Task statement >>
Return all of the data below unchanged, reproducing every line in full and in its original order.
** Start of Available records **
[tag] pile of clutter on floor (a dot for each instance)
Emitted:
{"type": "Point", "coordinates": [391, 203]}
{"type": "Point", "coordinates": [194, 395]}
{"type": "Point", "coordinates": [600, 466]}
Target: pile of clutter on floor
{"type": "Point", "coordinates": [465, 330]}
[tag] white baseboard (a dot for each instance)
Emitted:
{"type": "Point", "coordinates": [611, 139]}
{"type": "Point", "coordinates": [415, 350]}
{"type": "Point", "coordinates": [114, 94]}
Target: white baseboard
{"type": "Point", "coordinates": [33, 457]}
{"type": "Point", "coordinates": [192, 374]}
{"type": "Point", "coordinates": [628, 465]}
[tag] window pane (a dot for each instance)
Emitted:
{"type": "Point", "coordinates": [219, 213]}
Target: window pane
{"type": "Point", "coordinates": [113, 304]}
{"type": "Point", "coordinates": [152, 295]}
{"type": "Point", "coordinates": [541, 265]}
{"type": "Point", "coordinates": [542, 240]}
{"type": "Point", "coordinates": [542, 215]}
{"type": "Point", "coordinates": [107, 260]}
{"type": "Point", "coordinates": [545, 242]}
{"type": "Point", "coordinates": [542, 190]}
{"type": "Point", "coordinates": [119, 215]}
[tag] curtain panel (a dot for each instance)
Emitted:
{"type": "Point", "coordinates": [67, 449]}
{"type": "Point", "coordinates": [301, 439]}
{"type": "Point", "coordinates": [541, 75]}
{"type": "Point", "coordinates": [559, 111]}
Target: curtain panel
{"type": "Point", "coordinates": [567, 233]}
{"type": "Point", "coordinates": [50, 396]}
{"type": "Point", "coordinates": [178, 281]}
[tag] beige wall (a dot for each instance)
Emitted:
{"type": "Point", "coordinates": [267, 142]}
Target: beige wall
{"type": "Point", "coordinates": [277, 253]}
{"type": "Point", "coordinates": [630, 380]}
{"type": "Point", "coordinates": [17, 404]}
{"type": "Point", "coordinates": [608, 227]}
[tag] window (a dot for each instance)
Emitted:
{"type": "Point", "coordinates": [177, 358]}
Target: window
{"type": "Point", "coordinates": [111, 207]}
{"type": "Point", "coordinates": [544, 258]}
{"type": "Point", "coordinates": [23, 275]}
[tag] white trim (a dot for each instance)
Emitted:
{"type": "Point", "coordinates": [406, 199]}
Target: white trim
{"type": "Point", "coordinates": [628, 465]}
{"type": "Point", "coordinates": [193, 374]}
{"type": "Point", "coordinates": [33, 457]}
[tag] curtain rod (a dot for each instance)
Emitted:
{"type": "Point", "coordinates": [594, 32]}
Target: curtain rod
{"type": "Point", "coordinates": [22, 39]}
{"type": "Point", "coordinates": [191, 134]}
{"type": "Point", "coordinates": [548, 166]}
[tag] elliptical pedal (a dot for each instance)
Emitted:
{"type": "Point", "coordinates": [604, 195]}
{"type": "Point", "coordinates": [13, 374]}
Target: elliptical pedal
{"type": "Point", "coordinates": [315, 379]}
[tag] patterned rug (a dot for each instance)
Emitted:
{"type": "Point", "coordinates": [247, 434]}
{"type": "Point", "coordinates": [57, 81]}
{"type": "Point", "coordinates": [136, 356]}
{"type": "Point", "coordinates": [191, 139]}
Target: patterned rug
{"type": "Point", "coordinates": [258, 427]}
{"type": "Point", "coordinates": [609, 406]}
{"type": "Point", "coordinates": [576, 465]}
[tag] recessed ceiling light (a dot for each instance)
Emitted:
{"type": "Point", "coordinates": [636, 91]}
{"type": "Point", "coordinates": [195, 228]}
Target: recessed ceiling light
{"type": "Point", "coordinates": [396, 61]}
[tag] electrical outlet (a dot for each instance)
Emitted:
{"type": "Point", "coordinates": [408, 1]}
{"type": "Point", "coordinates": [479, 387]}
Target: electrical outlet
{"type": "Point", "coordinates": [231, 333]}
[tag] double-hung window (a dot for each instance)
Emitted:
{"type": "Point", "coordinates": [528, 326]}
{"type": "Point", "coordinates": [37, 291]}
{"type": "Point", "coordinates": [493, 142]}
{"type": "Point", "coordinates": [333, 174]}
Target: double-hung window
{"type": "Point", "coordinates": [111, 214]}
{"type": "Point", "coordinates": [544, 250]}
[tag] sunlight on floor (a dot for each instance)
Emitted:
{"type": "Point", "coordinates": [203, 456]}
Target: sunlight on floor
** End of Available records **
The completed task >>
[tag] pile of clutter on floor (a dot for each instance)
Emitted:
{"type": "Point", "coordinates": [391, 203]}
{"type": "Point", "coordinates": [194, 395]}
{"type": "Point", "coordinates": [600, 466]}
Target: pile of clutter on floor
{"type": "Point", "coordinates": [465, 330]}
[tag] white baseboard (a dot for each instance)
Emitted:
{"type": "Point", "coordinates": [611, 139]}
{"type": "Point", "coordinates": [415, 350]}
{"type": "Point", "coordinates": [114, 94]}
Target: white baseboard
{"type": "Point", "coordinates": [33, 457]}
{"type": "Point", "coordinates": [192, 374]}
{"type": "Point", "coordinates": [628, 465]}
[tag] window pane (a dot for each instance)
Emitted:
{"type": "Point", "coordinates": [219, 213]}
Target: window pane
{"type": "Point", "coordinates": [113, 304]}
{"type": "Point", "coordinates": [152, 295]}
{"type": "Point", "coordinates": [541, 265]}
{"type": "Point", "coordinates": [542, 240]}
{"type": "Point", "coordinates": [542, 215]}
{"type": "Point", "coordinates": [107, 260]}
{"type": "Point", "coordinates": [545, 242]}
{"type": "Point", "coordinates": [542, 190]}
{"type": "Point", "coordinates": [119, 215]}
[tag] curtain panel (a dot for each instance)
Emitted:
{"type": "Point", "coordinates": [67, 449]}
{"type": "Point", "coordinates": [301, 439]}
{"type": "Point", "coordinates": [541, 75]}
{"type": "Point", "coordinates": [559, 111]}
Target: curtain panel
{"type": "Point", "coordinates": [567, 233]}
{"type": "Point", "coordinates": [50, 396]}
{"type": "Point", "coordinates": [178, 281]}
[tag] beige wall (a dot for each instance)
Emitted:
{"type": "Point", "coordinates": [267, 142]}
Target: beige wall
{"type": "Point", "coordinates": [277, 253]}
{"type": "Point", "coordinates": [630, 380]}
{"type": "Point", "coordinates": [17, 404]}
{"type": "Point", "coordinates": [608, 227]}
[tag] window (a dot for each instance)
Emitted:
{"type": "Point", "coordinates": [177, 358]}
Target: window
{"type": "Point", "coordinates": [111, 207]}
{"type": "Point", "coordinates": [544, 258]}
{"type": "Point", "coordinates": [23, 275]}
[tag] white trim (a dot for each instance)
Emitted:
{"type": "Point", "coordinates": [406, 199]}
Target: white trim
{"type": "Point", "coordinates": [628, 465]}
{"type": "Point", "coordinates": [193, 374]}
{"type": "Point", "coordinates": [33, 457]}
[tag] curtain rod (a dot for each instance)
Emitted:
{"type": "Point", "coordinates": [594, 32]}
Target: curtain rod
{"type": "Point", "coordinates": [22, 39]}
{"type": "Point", "coordinates": [191, 134]}
{"type": "Point", "coordinates": [548, 166]}
[tag] elliptical pedal (a dot for each instance)
Emitted:
{"type": "Point", "coordinates": [604, 195]}
{"type": "Point", "coordinates": [13, 374]}
Target: elliptical pedal
{"type": "Point", "coordinates": [315, 379]}
[tag] patterned rug (a dot for each instance)
Emitted:
{"type": "Point", "coordinates": [247, 434]}
{"type": "Point", "coordinates": [57, 81]}
{"type": "Point", "coordinates": [136, 356]}
{"type": "Point", "coordinates": [191, 139]}
Target: patterned rug
{"type": "Point", "coordinates": [258, 427]}
{"type": "Point", "coordinates": [609, 406]}
{"type": "Point", "coordinates": [576, 465]}
[tag] recessed ceiling light (a dot for each instance)
Emitted:
{"type": "Point", "coordinates": [636, 91]}
{"type": "Point", "coordinates": [195, 228]}
Target: recessed ceiling light
{"type": "Point", "coordinates": [396, 61]}
[tag] electrical outlet (a dot for each instance)
Emitted:
{"type": "Point", "coordinates": [408, 1]}
{"type": "Point", "coordinates": [479, 387]}
Target: electrical outlet
{"type": "Point", "coordinates": [231, 333]}
[tag] double-hung window (a dot for each instance)
Emitted:
{"type": "Point", "coordinates": [528, 326]}
{"type": "Point", "coordinates": [37, 291]}
{"type": "Point", "coordinates": [493, 142]}
{"type": "Point", "coordinates": [333, 174]}
Target: double-hung window
{"type": "Point", "coordinates": [111, 214]}
{"type": "Point", "coordinates": [544, 250]}
[tag] sunlight on floor (a dot for each instance)
Emitted:
{"type": "Point", "coordinates": [203, 456]}
Target: sunlight on floor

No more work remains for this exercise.